▶

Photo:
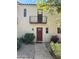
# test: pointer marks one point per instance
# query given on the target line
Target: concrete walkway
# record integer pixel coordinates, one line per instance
(34, 51)
(41, 52)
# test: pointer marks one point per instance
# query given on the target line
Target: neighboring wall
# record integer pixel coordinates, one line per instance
(25, 27)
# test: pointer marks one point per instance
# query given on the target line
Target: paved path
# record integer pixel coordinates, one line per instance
(41, 52)
(26, 51)
(35, 51)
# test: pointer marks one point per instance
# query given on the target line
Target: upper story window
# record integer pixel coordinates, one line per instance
(24, 12)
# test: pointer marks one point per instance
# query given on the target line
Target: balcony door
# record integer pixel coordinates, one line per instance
(40, 16)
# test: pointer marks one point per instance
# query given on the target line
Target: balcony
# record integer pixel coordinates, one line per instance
(38, 20)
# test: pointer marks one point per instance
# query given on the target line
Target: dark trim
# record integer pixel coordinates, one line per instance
(37, 19)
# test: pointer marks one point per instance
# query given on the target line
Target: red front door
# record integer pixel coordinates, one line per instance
(39, 34)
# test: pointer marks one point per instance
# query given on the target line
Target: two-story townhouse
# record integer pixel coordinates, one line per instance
(32, 20)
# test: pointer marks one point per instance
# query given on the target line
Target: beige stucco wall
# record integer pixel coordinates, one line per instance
(24, 26)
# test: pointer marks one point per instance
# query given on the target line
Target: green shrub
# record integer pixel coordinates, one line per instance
(28, 38)
(19, 41)
(56, 48)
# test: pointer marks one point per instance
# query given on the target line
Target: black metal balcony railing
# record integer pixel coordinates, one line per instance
(35, 20)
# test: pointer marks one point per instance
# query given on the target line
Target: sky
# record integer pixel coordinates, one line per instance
(27, 1)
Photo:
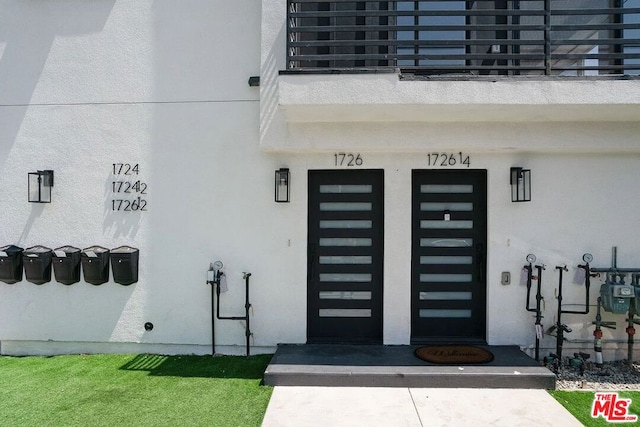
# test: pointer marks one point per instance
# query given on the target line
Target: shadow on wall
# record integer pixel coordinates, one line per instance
(36, 211)
(27, 32)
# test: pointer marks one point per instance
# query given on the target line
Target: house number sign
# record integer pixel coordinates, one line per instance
(448, 159)
(127, 189)
(347, 159)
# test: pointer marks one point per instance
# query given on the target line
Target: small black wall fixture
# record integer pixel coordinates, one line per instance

◀

**Directions for this task**
How many lines in the records above contain the string "door", with case counting? Give only the number.

**Exercise output**
2